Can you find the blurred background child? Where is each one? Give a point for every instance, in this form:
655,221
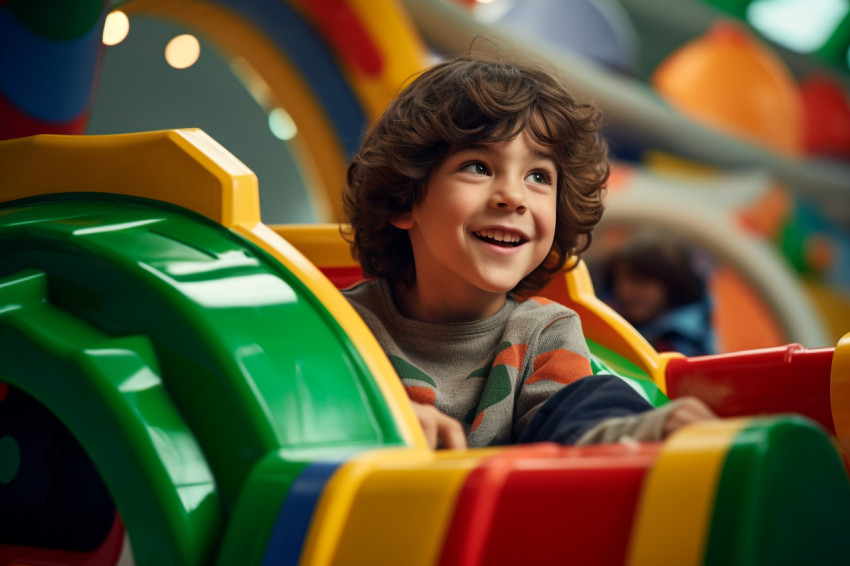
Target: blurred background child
653,282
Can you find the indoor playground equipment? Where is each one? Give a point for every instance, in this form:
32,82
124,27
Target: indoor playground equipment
183,384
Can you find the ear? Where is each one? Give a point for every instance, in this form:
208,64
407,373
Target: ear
403,221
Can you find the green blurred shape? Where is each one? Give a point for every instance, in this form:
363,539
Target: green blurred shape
783,498
59,20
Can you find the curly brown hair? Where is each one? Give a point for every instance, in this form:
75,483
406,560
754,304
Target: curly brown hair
469,99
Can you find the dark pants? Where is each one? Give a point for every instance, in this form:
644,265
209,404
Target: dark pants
580,406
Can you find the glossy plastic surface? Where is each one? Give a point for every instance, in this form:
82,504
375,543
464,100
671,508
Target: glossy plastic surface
772,380
324,245
773,471
233,333
268,427
149,459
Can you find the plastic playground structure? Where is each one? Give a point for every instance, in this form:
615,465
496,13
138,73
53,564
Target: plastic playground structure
175,370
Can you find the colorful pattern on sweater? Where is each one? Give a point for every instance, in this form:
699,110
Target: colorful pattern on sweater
491,374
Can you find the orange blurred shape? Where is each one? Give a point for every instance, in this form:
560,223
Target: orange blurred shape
767,214
741,319
730,81
827,117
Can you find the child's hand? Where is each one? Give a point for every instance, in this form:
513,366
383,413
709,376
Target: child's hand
688,410
441,430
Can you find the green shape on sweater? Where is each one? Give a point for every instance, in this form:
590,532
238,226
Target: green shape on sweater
406,370
480,372
497,387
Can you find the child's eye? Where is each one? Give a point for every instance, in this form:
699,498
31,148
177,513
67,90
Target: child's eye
540,177
475,167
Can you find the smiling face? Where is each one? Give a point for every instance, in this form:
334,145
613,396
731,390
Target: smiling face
486,221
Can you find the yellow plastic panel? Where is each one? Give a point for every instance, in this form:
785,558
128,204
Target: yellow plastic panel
264,69
674,515
603,325
323,244
839,395
389,508
155,165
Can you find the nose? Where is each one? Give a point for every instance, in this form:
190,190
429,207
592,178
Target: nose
509,196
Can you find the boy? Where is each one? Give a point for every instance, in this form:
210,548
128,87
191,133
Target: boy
475,186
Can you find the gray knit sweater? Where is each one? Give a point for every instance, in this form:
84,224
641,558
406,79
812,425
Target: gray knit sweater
493,374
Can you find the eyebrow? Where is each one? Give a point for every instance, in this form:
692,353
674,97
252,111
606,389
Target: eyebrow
488,148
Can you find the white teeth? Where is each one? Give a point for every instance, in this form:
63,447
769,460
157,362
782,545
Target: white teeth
499,235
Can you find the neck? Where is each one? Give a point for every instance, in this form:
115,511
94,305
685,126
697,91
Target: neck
434,306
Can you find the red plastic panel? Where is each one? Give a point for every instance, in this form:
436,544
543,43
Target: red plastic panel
769,381
343,277
106,554
585,517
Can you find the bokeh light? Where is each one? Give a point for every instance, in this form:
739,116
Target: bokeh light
281,124
800,25
182,51
116,28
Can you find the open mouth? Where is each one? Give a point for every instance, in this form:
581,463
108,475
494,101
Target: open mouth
501,238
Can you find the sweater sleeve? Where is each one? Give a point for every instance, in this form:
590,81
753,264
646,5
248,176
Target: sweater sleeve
557,356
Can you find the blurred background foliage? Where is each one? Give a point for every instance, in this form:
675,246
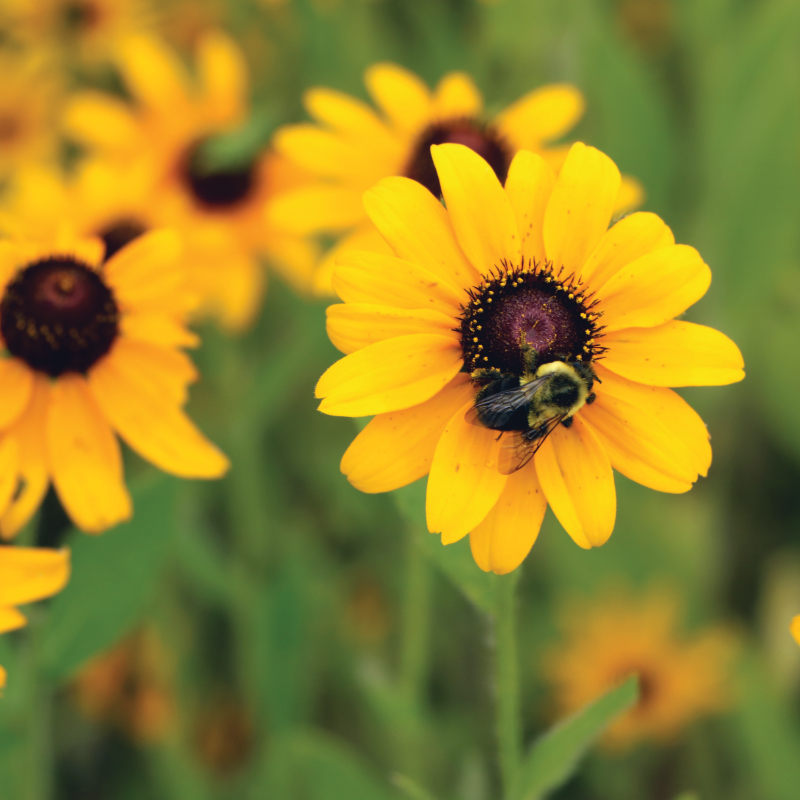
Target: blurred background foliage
280,635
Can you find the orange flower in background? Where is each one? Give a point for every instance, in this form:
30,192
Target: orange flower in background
218,210
352,147
92,350
516,349
130,687
607,638
28,574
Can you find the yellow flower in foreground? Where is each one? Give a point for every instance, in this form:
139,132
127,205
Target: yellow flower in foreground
353,147
512,287
220,212
608,638
27,574
92,349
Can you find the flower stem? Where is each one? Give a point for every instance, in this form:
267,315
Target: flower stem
509,722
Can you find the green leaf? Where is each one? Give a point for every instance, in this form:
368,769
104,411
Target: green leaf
455,560
555,756
113,576
312,765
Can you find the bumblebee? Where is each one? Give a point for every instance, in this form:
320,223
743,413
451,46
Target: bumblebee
531,406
__________________________________________________
**SET EXERCISE**
Each line of the material must be retyped exactly, except that images are omitted.

**TASK RESPONSE**
Can you find the blurred background child? Where is each one? Give a point for every instance, in this form:
655,221
Target: blurred background child
653,282
Can you find the indoor playground equipment? Where is each one? Give a point for every instance, in this form:
32,82
124,27
Target: indoor playground equipment
183,384
Can you find the ear? Where is each one? Give a point for every instance, in this form:
208,64
407,373
Target: ear
403,221
Can you find the green blurred shape? Where is each one? Give a point for every instance, in this form:
363,539
Target: green blurred shape
783,498
59,20
Can you find the curly brown hair? Where is each one? Give a point for every instance, in this form:
75,483
406,560
754,304
Target: curly brown hair
469,99
Can you find the dark pants? Where is each one? Give a point for every instance, in this form:
644,265
209,404
Target: dark pants
580,406
Can you find the glossy plastic surface? Where is each one? Give a point for every instance, in this form:
82,504
375,543
464,100
671,508
Target: glossy plastic surface
772,380
324,245
773,471
233,333
268,427
149,459
Can you find the plastic playground structure? Where is each one? Give a point for every instance, in this form:
615,465
496,13
138,73
53,564
Target: plastic playground structure
175,370
Can you find the colorful pattern on sweater? Where is each one? Give a point for every instance, in this form:
699,110
Target: colorful pattern on sweater
491,374
Can you find the orange blurred shape? Where is each one? Give a point for every instance, in this form:
560,223
Target: orange blurred shape
767,214
741,319
730,81
827,117
Can you find the child's hand? Where is each one? Give a point for every instance, in this form:
513,366
383,413
709,376
Target: child's hand
688,410
441,430
Can you find the green shape on sweater? Where is each one? Give a point for every instance, in this form:
590,532
238,226
Target: green shape on sweater
406,370
480,372
497,387
Can you find the child's eye? Where is each one? Give a point for every instance, in this form:
699,498
31,148
177,513
67,90
Target: child's eye
540,177
475,167
Can you find the smiling face? Where is each one? Give a point for every instance, in this form:
334,145
613,396
731,390
Target: smiling face
486,221
Can you find the yellow plastic panel? Where is each one? Give a point for every instance, in this form:
785,558
128,204
Target: yellow plastic panel
264,69
674,515
603,325
323,244
839,395
389,508
155,165
Can you find the nose? Where is each one? Give a point for every instance, in this form:
190,190
429,207
592,178
Target: nose
509,196
Can you find the boy? Where is each one? Give a point for every instance, in this form:
210,548
128,87
191,133
Target: boy
475,186
Can you find the gray knit sweater? Where is each one? Give a point for every instance, in this form:
84,224
641,558
406,79
812,425
Target: gray knit sweater
493,374
Can you find the eyebrow? Where is each one? Give a point for every instance, in this form:
692,353
674,97
252,111
606,389
Target: eyebrow
488,148
Can you find the white teeth? Where is each one? Give a point for every instance, in this form:
63,447
769,460
157,362
782,545
Target: white teeth
499,235
Can you find the neck? Where is each one? Give a point for every instance, in this form:
115,511
94,305
685,126
697,91
Target: neck
434,306
Can you find the red plastic panel? Where is each one? Give a point for every instance, in this form:
436,544
543,43
Target: red plastic panel
769,381
343,277
106,554
585,517
Can you find the bokeh light? Where is each one? Give a point for every instance, in this form:
739,116
Target: bokeh light
281,124
800,25
182,51
116,28
Can you find the open mouth? Where is each one? Give a point for every instance, in this form:
581,463
108,475
494,101
Target: open mouth
501,238
Can you find the sweater sleeve? Where is each one? Give a point for every instance, in this form:
590,81
753,264
646,5
248,176
Target: sweater sleeve
557,356
Can you find the blurred background foliage? Where is each one? Give a point for every instance, in this form:
675,246
Target: blurred background foliage
280,635
Can you find the orange flower in background? Where is each one? Give a point for every instance, in this form:
30,192
Target: orange flower in background
218,210
352,147
92,350
516,349
130,687
607,638
28,574
Can you find the yellow flower in foreground? Where is each one? Give a point for every instance, in this form:
139,132
127,205
Target: yellow flower in foreground
353,147
512,287
220,212
608,638
27,574
92,349
Can you find the flower stem? Where is each one? Give a point for every instance, in this form:
267,315
Target: flower stem
509,722
Can you find the green leaf? Where is each one? Give a point for every instance, in this form:
368,769
104,411
Target: green leaf
455,560
555,756
113,576
312,765
Can you find the bumblebee? Where is each one? Give a point for every instance, in this form:
320,223
743,413
451,46
Target: bumblebee
531,406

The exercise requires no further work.